» TEXT EXCERPT:
---+---
# Predicting Myopia

In [None]:
# Dependencies
import pandas as pd
from pathlib import Path
from sklearn.preprocessing import StandardScaler
from sklearn.decomposition import PCA
from sklearn.cluster import KMeans
from sklearn.manifold import TSNE
import matplotlib.pyplot as plt

In [None]:
# Import the Data and show dataframe
file_path = Path("C:/Users/anico/Desktop/boot_camp_work/Challenges/UnsupervisedML/unsupervised-machine-learning-challenge/myopia.csv")
df = pd.read_csv(file_path)
df.head(5)

## Prepare the data
* Remove "MYOPIC" column
* Standardize dataset so that columns that contain larger values do not influence the outcome

In [None]:
#remove MYOPIC column
new_df = df.drop(["MYOPIC"], axis='columns')
new_df.head(5)

In [None]:
# Standardize data using scaler
scaler = StandardScaler()
---+---
» MATERIAL SUPPLIED:
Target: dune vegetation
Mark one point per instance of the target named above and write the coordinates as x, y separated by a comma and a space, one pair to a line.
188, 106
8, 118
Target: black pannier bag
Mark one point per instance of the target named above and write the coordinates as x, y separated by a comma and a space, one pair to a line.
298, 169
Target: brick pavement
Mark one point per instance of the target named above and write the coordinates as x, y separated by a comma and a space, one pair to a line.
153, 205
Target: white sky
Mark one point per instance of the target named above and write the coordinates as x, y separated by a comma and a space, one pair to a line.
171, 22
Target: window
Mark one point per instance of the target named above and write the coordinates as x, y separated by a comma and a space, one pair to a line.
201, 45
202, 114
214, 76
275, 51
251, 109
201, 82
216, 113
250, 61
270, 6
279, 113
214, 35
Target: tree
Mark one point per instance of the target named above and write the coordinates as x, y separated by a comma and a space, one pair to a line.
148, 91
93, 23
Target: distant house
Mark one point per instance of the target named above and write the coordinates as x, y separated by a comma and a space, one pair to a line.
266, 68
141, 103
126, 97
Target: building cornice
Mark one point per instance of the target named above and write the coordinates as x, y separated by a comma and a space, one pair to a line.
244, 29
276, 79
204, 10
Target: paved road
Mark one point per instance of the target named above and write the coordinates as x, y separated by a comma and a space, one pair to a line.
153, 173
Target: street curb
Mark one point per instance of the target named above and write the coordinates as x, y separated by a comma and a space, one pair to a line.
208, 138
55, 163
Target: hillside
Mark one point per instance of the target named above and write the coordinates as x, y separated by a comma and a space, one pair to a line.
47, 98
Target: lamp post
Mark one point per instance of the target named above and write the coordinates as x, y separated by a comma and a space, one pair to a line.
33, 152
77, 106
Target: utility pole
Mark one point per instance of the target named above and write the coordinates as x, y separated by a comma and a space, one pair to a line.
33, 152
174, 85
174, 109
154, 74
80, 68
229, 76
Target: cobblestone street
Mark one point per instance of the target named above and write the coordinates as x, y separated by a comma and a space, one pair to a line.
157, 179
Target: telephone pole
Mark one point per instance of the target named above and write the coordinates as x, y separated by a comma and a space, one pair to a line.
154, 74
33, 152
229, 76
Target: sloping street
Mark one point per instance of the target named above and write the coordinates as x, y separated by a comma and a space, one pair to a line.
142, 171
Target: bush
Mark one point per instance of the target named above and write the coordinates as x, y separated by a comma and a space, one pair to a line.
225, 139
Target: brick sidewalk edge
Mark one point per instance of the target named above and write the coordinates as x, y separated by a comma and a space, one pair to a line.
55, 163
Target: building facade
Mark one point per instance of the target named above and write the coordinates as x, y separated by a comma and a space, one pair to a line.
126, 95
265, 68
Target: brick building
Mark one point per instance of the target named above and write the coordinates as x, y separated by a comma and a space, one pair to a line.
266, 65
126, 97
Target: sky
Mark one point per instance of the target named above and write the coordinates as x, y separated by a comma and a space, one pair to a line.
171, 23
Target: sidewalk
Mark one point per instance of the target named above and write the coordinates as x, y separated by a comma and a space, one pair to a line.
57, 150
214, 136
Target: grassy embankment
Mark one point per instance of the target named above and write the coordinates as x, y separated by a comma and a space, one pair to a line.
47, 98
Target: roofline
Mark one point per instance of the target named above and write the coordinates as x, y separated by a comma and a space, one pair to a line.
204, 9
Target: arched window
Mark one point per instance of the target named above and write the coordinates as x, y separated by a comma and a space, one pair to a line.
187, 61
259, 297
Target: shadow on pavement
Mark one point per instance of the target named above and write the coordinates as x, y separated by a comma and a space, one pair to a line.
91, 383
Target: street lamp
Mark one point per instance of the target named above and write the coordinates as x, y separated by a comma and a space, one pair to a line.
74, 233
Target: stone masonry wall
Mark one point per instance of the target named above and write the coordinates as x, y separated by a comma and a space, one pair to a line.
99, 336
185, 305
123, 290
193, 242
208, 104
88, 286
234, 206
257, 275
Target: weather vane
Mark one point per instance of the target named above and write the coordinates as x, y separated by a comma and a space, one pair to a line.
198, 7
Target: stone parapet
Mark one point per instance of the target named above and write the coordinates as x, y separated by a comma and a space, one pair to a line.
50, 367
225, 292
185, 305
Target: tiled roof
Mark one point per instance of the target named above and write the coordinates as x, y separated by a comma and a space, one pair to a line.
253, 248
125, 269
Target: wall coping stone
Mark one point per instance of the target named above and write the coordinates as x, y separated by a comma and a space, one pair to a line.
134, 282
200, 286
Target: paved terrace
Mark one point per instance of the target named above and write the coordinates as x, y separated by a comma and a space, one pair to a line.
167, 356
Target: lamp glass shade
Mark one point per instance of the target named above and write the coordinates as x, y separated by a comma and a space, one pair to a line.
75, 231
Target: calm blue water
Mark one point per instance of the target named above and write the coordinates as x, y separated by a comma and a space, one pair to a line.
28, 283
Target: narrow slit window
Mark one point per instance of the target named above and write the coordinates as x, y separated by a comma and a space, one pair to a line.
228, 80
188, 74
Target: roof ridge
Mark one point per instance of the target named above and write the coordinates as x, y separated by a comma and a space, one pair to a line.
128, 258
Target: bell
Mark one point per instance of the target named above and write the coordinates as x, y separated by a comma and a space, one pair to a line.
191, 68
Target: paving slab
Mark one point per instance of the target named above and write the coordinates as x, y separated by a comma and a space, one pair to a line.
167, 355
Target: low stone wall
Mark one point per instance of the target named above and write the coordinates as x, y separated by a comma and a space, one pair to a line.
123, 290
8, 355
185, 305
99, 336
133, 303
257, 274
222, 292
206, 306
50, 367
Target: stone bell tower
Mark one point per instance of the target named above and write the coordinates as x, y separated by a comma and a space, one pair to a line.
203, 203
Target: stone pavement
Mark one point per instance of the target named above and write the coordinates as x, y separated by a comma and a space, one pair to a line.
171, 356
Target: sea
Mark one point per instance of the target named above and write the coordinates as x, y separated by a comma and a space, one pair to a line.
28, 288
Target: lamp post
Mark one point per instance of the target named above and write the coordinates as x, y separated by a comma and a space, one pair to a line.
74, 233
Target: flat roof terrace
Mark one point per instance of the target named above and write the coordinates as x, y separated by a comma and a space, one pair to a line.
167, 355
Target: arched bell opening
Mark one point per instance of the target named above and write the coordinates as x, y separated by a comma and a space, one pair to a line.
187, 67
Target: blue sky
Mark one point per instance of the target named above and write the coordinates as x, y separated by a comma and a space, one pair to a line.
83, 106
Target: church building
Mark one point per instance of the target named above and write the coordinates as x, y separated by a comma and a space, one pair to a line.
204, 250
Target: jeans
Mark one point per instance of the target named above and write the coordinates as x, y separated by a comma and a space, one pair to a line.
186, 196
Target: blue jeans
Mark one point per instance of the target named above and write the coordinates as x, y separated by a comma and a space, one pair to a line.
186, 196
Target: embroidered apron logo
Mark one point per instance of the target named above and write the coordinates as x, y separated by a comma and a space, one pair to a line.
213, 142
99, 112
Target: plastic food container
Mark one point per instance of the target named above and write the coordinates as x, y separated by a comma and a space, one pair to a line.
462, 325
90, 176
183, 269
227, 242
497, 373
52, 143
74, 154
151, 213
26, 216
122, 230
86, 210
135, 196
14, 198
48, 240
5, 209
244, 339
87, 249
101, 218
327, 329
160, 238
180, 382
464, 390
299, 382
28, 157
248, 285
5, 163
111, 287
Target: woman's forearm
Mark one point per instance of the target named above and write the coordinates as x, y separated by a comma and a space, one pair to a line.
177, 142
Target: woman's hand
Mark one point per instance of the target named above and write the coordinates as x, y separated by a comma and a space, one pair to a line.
---+---
» CHECK YOUR UNDERSTANDING:
(a) Say whether each statement agrees with the myopia notebook. Answer yes or no for each and quote the deciding words.
(i) The "MYOPIC" column is removed from the data.
(ii) The data is loaded from an Excel file.
(iii) The data is standardized so that columns with larger values do not influence the outcome.
(b) Translate this sentence from the myopia notebook into Spanish: "Standardize dataset so that columns that contain larger values do not influence the outcome"
None of the items are needed here.

» SOLUTIONS:
(a)
(i) Yes: "remove MYOPIC column"
(ii) No: "pd.read_csv(file_path)"
(iii) Yes: "so that columns that contain larger values do not influence the outcome"

(b) Estandarice el conjunto de datos para que las columnas que contienen valores más grandes no influyan en el resultado